[Task statement]:
Duplicate the entries below, starting at the line containing "For every instance of the front entry" and ending at the line containing "x=210 y=230", with both of those lines included.

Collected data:
++++++++++++++++++++
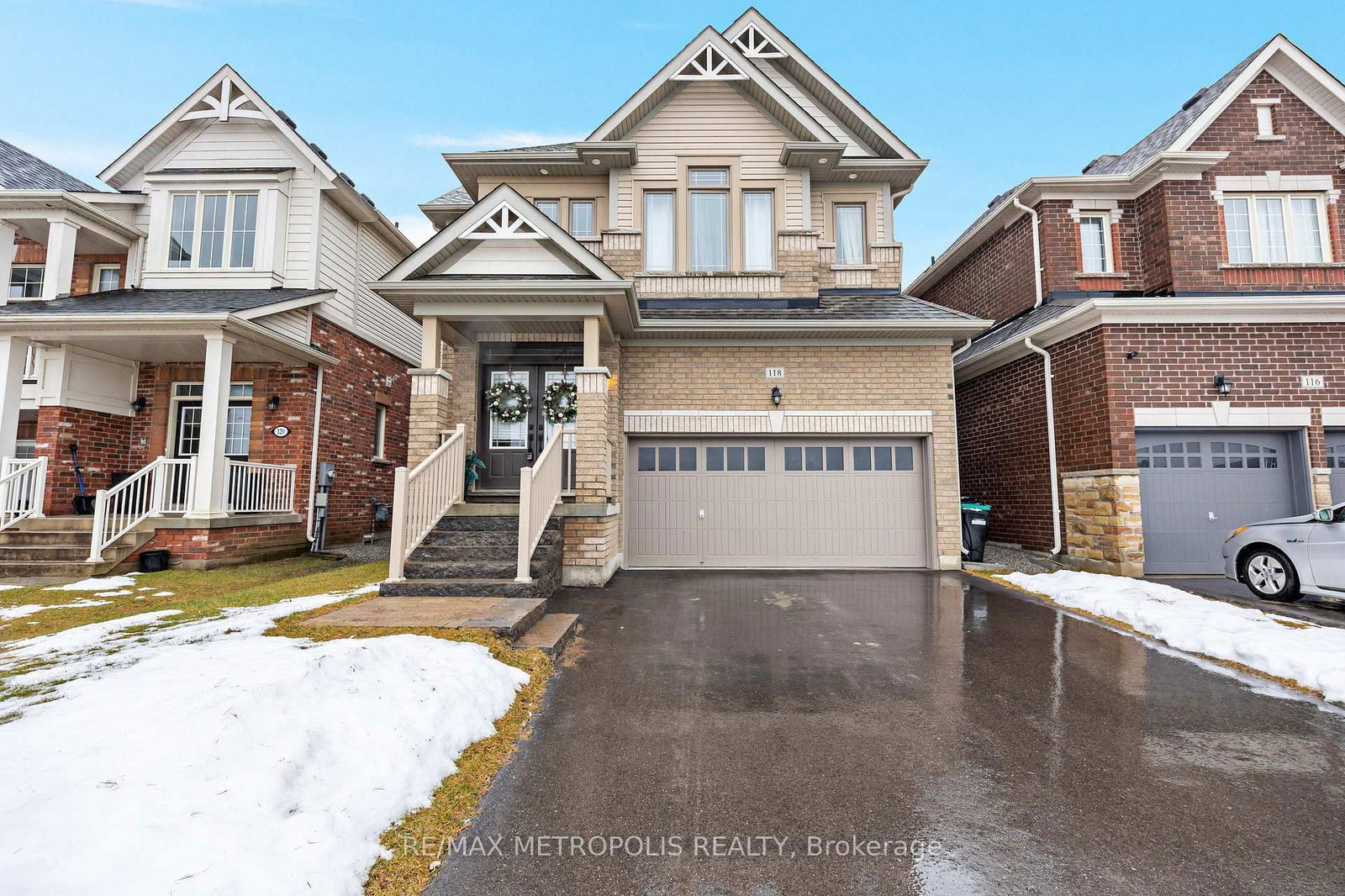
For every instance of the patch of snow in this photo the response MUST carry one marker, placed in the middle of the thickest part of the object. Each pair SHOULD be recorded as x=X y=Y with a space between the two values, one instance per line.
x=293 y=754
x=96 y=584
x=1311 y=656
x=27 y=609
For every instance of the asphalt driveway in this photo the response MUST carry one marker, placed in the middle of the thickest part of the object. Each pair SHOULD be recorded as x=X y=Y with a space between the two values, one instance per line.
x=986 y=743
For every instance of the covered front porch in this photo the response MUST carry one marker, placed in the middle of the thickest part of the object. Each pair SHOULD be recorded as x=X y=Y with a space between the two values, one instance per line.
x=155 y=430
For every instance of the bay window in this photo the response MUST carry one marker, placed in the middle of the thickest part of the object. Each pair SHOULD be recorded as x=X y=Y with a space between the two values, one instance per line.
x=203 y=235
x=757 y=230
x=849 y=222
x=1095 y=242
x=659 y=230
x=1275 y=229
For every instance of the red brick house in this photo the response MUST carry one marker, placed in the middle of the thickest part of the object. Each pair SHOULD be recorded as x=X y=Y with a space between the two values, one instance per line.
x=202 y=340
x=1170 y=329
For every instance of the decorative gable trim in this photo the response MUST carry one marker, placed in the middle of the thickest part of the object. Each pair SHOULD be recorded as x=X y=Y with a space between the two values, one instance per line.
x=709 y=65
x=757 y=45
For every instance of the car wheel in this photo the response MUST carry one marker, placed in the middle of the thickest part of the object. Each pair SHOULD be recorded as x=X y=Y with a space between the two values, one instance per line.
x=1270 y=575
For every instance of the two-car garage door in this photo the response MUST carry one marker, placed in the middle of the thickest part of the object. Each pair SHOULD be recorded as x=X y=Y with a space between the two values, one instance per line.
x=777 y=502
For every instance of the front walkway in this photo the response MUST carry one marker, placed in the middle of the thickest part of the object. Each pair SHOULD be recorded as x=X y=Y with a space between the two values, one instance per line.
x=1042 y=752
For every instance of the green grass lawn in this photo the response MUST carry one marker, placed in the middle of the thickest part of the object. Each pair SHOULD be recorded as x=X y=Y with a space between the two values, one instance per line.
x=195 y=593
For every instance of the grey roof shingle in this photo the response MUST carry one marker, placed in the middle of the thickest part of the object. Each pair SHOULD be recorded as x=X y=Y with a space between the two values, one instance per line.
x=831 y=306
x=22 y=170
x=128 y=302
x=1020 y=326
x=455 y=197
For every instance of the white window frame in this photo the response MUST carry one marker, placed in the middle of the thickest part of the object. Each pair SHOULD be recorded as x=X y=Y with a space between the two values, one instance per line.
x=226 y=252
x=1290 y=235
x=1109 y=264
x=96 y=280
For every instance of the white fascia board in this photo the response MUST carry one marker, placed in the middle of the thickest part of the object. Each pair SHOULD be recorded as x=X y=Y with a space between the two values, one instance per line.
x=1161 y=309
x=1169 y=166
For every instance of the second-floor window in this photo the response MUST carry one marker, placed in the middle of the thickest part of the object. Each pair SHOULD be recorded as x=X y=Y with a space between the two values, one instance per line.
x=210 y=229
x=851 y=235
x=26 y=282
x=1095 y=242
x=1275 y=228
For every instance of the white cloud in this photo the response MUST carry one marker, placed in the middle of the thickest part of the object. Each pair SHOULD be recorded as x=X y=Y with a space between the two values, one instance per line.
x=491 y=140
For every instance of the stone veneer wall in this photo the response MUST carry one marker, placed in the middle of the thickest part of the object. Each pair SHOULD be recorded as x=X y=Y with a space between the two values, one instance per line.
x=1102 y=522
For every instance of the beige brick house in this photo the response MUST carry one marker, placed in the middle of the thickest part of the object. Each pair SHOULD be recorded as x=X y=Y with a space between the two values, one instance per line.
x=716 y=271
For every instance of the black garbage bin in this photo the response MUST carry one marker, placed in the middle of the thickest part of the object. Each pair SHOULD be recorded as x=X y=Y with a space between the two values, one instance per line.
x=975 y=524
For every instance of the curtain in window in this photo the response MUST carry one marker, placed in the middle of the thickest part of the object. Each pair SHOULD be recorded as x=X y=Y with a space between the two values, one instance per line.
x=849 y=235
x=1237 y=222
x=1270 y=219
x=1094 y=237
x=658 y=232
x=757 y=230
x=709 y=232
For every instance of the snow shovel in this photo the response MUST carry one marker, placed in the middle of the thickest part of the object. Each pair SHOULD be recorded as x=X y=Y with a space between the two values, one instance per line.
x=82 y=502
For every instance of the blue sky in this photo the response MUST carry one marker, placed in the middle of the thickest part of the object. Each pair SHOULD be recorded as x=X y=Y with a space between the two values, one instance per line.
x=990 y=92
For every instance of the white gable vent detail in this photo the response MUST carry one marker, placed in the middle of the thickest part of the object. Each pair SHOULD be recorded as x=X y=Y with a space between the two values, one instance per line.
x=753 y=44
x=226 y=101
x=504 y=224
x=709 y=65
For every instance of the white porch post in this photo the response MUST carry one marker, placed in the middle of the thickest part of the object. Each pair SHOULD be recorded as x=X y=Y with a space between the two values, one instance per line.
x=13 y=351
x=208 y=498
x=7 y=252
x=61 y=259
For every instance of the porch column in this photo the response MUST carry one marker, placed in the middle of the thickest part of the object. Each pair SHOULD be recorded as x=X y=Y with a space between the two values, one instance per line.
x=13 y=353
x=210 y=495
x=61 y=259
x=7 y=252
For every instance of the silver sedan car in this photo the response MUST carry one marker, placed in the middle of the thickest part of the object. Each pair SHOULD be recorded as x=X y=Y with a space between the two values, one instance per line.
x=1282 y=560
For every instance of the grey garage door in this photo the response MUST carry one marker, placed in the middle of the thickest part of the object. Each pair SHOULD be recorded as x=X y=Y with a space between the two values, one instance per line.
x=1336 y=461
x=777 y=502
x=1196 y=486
++++++++++++++++++++
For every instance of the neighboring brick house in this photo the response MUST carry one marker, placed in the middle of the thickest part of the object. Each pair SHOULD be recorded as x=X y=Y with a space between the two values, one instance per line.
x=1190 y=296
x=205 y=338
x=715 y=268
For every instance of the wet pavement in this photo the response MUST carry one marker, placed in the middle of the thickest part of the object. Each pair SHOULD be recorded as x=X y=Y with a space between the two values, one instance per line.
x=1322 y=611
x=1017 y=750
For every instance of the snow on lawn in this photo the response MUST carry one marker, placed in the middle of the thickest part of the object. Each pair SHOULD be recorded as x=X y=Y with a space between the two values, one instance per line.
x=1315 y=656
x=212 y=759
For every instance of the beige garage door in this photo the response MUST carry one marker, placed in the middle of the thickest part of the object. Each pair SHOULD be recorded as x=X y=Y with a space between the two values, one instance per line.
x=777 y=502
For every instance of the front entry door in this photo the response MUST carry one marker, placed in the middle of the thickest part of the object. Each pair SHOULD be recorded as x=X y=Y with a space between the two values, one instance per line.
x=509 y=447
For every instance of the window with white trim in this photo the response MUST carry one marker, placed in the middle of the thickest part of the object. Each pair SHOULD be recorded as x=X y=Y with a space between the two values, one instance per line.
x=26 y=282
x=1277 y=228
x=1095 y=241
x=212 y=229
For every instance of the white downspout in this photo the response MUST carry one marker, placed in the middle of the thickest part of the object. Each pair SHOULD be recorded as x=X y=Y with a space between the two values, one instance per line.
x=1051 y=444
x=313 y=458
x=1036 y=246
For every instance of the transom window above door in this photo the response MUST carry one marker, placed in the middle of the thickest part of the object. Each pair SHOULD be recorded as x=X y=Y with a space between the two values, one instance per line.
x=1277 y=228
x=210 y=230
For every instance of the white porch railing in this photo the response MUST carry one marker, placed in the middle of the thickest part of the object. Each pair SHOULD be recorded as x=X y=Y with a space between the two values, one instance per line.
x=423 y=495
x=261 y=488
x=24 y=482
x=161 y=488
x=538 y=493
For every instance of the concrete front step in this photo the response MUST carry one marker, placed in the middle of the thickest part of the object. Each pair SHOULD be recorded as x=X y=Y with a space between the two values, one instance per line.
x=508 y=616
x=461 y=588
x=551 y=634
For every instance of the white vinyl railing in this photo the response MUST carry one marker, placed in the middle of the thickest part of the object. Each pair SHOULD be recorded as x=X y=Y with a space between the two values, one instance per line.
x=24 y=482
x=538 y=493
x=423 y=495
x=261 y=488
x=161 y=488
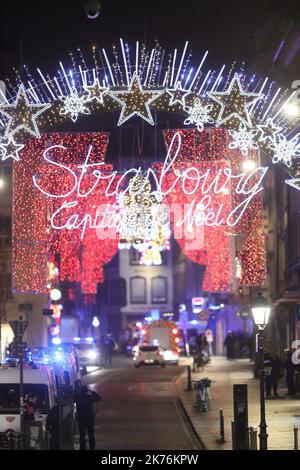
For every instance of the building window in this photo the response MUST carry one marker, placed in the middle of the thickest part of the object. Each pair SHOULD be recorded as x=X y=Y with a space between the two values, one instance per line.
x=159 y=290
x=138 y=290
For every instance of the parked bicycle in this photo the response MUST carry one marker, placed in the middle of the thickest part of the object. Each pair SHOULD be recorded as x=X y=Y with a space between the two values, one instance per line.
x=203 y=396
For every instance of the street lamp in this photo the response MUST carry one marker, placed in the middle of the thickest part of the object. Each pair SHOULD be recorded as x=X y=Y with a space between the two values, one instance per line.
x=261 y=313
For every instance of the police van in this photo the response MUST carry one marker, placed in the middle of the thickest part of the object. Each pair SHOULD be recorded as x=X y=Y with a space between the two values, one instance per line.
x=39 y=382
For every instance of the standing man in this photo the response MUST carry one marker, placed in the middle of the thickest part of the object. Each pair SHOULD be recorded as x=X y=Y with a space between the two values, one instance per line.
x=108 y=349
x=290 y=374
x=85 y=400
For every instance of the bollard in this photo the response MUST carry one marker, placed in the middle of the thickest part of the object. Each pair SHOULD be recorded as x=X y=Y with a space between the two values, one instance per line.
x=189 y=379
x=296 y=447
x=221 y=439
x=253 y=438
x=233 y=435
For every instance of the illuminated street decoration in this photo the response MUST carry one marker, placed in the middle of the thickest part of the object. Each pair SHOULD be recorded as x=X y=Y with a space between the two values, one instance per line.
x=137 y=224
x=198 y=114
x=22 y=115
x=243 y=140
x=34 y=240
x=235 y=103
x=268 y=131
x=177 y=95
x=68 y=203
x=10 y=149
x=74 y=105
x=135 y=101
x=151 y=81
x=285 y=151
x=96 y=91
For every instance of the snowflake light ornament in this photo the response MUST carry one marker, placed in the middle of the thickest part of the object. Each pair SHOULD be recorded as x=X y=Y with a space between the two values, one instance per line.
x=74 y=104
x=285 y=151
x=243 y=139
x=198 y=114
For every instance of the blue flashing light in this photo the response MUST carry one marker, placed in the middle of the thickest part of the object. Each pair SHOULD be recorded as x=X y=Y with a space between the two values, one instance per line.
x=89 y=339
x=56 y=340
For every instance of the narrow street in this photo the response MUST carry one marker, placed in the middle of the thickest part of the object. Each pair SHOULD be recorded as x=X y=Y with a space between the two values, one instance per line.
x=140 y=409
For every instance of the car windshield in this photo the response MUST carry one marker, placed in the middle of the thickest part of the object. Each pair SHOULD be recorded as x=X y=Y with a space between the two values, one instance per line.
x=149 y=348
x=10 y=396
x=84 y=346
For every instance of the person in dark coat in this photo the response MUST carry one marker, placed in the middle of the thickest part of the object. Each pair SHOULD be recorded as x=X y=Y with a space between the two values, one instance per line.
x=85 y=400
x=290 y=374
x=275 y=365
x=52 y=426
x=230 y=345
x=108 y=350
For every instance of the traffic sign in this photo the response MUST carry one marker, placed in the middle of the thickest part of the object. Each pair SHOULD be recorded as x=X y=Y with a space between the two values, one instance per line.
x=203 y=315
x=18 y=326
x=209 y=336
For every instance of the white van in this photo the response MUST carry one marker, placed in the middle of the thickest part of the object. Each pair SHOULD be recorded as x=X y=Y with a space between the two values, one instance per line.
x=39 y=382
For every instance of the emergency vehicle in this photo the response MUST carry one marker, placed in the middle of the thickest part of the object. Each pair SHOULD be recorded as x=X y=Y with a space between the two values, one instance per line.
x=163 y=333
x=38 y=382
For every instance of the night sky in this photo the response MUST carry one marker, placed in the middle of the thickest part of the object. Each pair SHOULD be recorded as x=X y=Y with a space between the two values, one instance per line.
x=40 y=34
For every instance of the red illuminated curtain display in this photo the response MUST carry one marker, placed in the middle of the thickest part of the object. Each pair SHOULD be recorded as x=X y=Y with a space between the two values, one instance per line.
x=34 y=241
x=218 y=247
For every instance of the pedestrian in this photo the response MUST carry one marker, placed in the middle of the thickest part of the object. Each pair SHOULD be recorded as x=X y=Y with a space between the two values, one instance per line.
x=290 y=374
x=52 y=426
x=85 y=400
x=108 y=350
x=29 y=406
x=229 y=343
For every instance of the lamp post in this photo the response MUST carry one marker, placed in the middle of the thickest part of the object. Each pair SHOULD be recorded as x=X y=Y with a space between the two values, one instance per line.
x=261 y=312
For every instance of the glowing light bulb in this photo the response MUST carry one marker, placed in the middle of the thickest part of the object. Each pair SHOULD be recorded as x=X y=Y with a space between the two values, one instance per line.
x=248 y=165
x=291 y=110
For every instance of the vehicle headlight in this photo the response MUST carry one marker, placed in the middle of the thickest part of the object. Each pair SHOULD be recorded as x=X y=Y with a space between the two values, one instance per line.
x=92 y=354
++++++++++++++++++++
[Result of this task]:
For every instance of the front entry door in this photo the response MUST carry one marker, placed in the middle of the thickest part of the object. Each pair SHOULD be recorded as x=X y=Y with a space between the two values, one instance per line.
x=509 y=447
For every instance of the window with white trim in this photo the response MUST carry one marker, placed in the middle of the thickest part of the object. Each pair SHOULD be recorded as x=X y=Y with a space between the two values, one instance per line.
x=26 y=282
x=1277 y=228
x=1095 y=241
x=212 y=229
For every instance of the white downspout in this photo the response MUST carry one marker, placed in the middle of the thickest part of the object. Each pair SHOULD be recorded as x=X y=Y with a space between the two values, one instance per line.
x=1051 y=444
x=313 y=458
x=1036 y=246
For every instance of the transom window above door in this photo the response MUST carry one marker, placed in the middle of the thickest part of the object. Each pair SHOULD be recorded as x=X y=Y with a space between the two values, one instance per line.
x=1277 y=228
x=210 y=230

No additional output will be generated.